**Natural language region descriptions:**
★ ★ ★ ★ ★

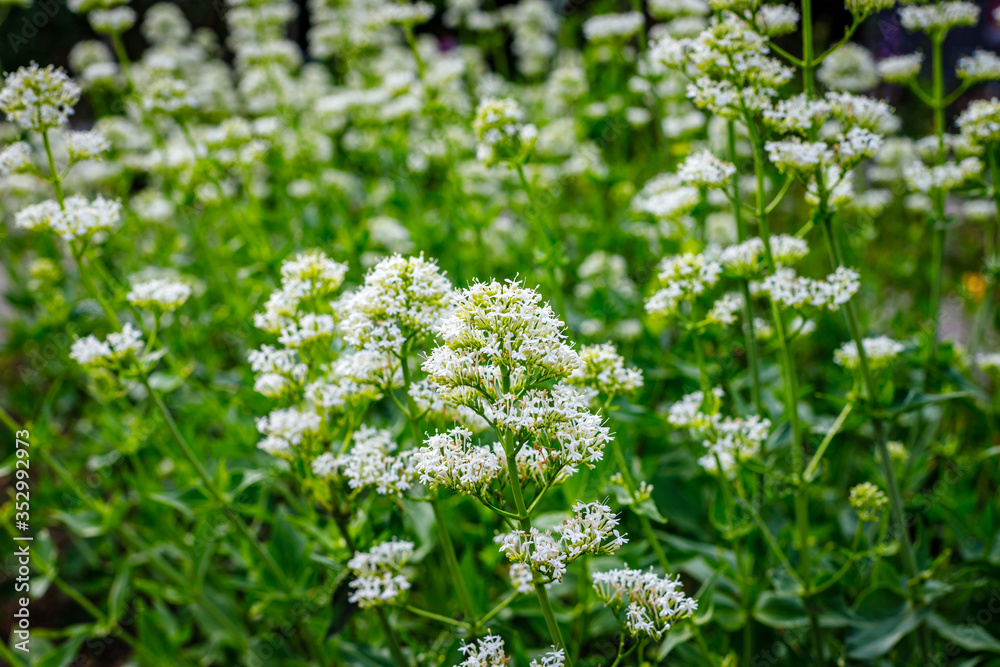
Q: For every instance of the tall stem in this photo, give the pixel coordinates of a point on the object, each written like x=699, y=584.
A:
x=390, y=637
x=895, y=498
x=801, y=502
x=525, y=524
x=750, y=339
x=446, y=543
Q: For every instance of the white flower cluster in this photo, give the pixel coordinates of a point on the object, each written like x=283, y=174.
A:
x=502, y=134
x=306, y=279
x=980, y=66
x=91, y=351
x=988, y=361
x=497, y=330
x=38, y=98
x=948, y=176
x=652, y=603
x=788, y=289
x=86, y=145
x=277, y=370
x=879, y=352
x=286, y=428
x=488, y=651
x=162, y=295
x=608, y=27
x=591, y=530
x=603, y=371
x=745, y=260
x=450, y=460
x=980, y=121
x=938, y=17
x=728, y=440
x=684, y=278
x=426, y=395
x=15, y=159
x=704, y=170
x=79, y=219
x=562, y=431
x=378, y=580
x=403, y=298
x=372, y=462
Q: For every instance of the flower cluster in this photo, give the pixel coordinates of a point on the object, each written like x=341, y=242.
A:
x=652, y=604
x=378, y=578
x=592, y=530
x=403, y=298
x=727, y=440
x=603, y=371
x=502, y=134
x=371, y=462
x=868, y=501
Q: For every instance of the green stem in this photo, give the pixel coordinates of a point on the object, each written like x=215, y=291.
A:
x=390, y=637
x=801, y=502
x=525, y=525
x=895, y=498
x=442, y=525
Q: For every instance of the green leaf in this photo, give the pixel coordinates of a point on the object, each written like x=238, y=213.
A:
x=119, y=591
x=889, y=619
x=649, y=509
x=63, y=655
x=970, y=636
x=780, y=611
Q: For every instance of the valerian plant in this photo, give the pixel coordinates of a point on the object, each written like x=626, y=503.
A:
x=538, y=334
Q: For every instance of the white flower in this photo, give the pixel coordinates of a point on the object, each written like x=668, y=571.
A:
x=980, y=121
x=401, y=299
x=554, y=658
x=793, y=291
x=497, y=326
x=604, y=371
x=591, y=530
x=111, y=21
x=452, y=461
x=15, y=159
x=38, y=98
x=684, y=278
x=724, y=310
x=938, y=17
x=606, y=27
x=86, y=145
x=879, y=352
x=980, y=66
x=286, y=428
x=377, y=577
x=798, y=156
x=651, y=603
x=502, y=133
x=704, y=170
x=865, y=112
x=521, y=578
x=486, y=652
x=79, y=220
x=799, y=113
x=91, y=351
x=162, y=294
x=370, y=463
x=730, y=440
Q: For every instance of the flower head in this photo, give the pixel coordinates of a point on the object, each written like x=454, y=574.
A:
x=38, y=98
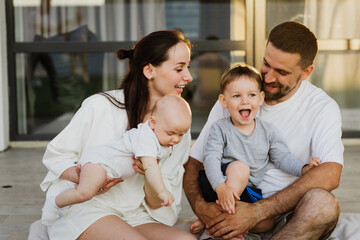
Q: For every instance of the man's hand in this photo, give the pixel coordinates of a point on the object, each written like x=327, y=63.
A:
x=226, y=196
x=208, y=211
x=313, y=163
x=232, y=226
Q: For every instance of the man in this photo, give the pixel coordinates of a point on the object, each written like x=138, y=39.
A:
x=310, y=123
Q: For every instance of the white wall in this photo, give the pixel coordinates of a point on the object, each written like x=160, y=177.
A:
x=4, y=100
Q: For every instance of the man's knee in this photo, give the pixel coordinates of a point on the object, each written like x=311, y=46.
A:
x=321, y=206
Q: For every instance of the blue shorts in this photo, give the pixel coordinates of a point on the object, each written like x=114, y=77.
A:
x=250, y=194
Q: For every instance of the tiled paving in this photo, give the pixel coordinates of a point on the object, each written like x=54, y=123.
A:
x=21, y=199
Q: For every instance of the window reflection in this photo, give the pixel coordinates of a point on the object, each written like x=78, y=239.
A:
x=47, y=100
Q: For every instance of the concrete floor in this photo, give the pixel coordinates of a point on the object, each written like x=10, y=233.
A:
x=21, y=199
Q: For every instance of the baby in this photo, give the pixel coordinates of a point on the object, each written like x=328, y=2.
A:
x=170, y=119
x=239, y=148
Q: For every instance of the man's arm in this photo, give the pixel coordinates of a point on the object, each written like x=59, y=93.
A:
x=325, y=176
x=204, y=211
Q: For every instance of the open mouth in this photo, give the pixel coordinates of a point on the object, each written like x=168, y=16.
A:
x=245, y=113
x=180, y=88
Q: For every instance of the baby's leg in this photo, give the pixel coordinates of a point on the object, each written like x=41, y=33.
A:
x=238, y=174
x=92, y=178
x=158, y=231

★ ★ ★ ★ ★

Search the records for the string "stem" and report each line that has it.

**RESPONSE AREA:**
Q: For every instance of the tall stem in this photo, give the pixel coordinates of a point on the object, each written like x=699, y=584.
Q: For every instance of the green stem in this photo, give the pixel coordinates of a point on the object, each written like x=215, y=291.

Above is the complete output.